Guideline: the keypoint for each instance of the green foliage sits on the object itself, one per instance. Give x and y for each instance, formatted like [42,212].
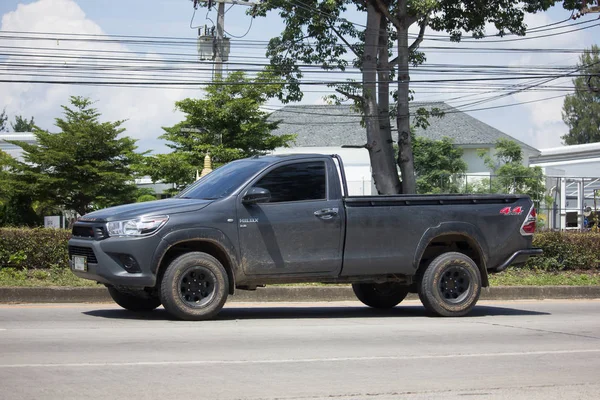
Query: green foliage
[529,277]
[581,110]
[228,124]
[145,197]
[84,166]
[39,248]
[565,251]
[22,125]
[509,175]
[3,119]
[438,165]
[17,210]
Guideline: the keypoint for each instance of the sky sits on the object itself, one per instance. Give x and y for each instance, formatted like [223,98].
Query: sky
[146,110]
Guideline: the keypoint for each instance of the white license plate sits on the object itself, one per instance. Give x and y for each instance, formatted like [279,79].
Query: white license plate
[80,263]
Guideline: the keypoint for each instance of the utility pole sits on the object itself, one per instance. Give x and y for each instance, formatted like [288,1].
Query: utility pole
[219,45]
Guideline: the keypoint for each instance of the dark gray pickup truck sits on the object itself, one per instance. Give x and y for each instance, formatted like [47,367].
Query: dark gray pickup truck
[287,219]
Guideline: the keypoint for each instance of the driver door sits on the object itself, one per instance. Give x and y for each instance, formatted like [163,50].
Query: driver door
[299,230]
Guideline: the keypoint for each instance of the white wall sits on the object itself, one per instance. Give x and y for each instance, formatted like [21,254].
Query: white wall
[475,164]
[576,168]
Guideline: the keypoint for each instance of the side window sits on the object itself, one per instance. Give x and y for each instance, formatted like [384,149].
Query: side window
[296,182]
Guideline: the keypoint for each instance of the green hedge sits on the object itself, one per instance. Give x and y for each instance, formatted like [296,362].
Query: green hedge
[47,248]
[37,248]
[565,251]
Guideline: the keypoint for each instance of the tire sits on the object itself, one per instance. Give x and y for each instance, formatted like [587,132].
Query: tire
[134,300]
[451,285]
[380,295]
[194,287]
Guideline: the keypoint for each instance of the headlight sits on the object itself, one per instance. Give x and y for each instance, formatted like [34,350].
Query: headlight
[142,226]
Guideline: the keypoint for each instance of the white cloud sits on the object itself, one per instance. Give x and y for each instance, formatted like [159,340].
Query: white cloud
[145,110]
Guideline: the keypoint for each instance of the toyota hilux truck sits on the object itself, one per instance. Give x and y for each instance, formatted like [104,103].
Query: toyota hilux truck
[289,219]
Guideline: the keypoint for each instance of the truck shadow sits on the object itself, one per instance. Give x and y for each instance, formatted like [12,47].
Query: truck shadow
[302,312]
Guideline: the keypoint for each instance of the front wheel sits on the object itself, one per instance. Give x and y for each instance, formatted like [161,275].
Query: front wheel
[194,287]
[134,300]
[380,295]
[450,285]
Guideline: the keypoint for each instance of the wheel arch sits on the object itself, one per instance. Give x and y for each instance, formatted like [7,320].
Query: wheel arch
[460,237]
[211,242]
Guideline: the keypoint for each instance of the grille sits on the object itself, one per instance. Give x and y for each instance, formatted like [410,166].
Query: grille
[86,231]
[100,234]
[82,231]
[83,251]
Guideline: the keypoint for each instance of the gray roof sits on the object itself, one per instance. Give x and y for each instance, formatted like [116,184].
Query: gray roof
[338,125]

···

What is asked ::
Make an exact copy of the listing above. Do not include the pictures.

Solution to this problem ::
Guideline: the keypoint for each instance of the green foliage sits on the object itself, one per instance. Give x and y for each instance, formatted like [42,212].
Query: green foliage
[529,277]
[581,110]
[228,124]
[145,197]
[84,166]
[39,248]
[565,251]
[22,125]
[509,175]
[3,119]
[438,165]
[17,210]
Guideline: the keypoint for each instance of the sky sits on the object itself, one per instance. Give x and y for each instance, formatted like [223,98].
Query: sky
[146,110]
Guideline: the keypoint for each instance of the white license plate sits on the object itself, one per instance. Give x and y for each instance, formatted like [279,79].
Query: white license plate
[80,263]
Guideline: the keypoint for each instance of the utility pole sits on the object itself, one per instance. Give x and y for each instance, formatted like [288,1].
Query: utility pole
[219,45]
Guideline: the keypoint for each instance of the dark gray pickup truck sits on the object itself, one per instance. Give x and y for each instance, formatted like [47,367].
Query: dark gray pickup truck
[287,219]
Guideline: the keypoint for each instance of the driver door sits on the object itself, one per instance. Give x and y for each instance, formatted like [163,50].
Query: driver door
[299,230]
Guideline: the keypoint for each instance of the white wall sits on the object itself, one per instance. Give x and y for each instance, formatted like [21,254].
Query: white wall
[475,164]
[576,168]
Guideline: the keypoint for each instance of the side window sits on the object itself, one per instance. Give x and y for each instance, formatted like [384,149].
Query: side window
[296,182]
Guideline: the keypoint for each instance of the green hedge sits on the object itself, one per instance. Give x and y for each instance, formatted like [296,362].
Query: green hedge
[47,248]
[37,248]
[565,251]
Guideline: the keypoint for each instance of the tire sits on the object itself, one per instance. Give x and y for each instance, formatted like [587,132].
Query: tire
[134,300]
[451,285]
[380,295]
[194,287]
Guideline: the keypoint for each instance of the headlight sits on the object itself, one per instance. Give x and y for each instance, formatted like [34,350].
Query: headlight
[142,226]
Guideline: the keypoint for each instance of the white cloud sits on the object itself, one per instance. Give x and y for each instance, formatted like [159,340].
Query: white cloud
[145,110]
Guideline: the keypoint for each instance of the toyota hilux truck sits on the object itself, one per instance. Give x and y for each instance, formatted like [104,103].
Query: toyota hilux truck
[289,219]
Guideline: the keypoint for each instance of the truck shadow sits on the object itself, one per instance. Give x and y for each instance, formatted like [12,47].
Query: truck shadow
[302,312]
Guideline: the keypoint for each instance of the front wheel sits on the object itself, one per instance. Give x and y for each instance, formatted like [161,275].
Query: front wheel
[194,287]
[134,300]
[380,295]
[450,285]
Guideline: the keypoint for each instance of the wheel arch sits on the object itself, one per instance. Give x and y for each instance, formatted like [7,320].
Query: wheel arch
[460,237]
[211,242]
Guideline: the keypoint for each instance of the grille sits on the object itself, one per instance. Give x and y for each instance, formatted like [410,166].
Query: grille
[86,231]
[100,234]
[82,231]
[83,251]
Guideline: the keypoint for each instance of the gray roof sits on the object itself, one per instance. Give x and y for each instance, formatted like [116,184].
Query: gray roof
[338,125]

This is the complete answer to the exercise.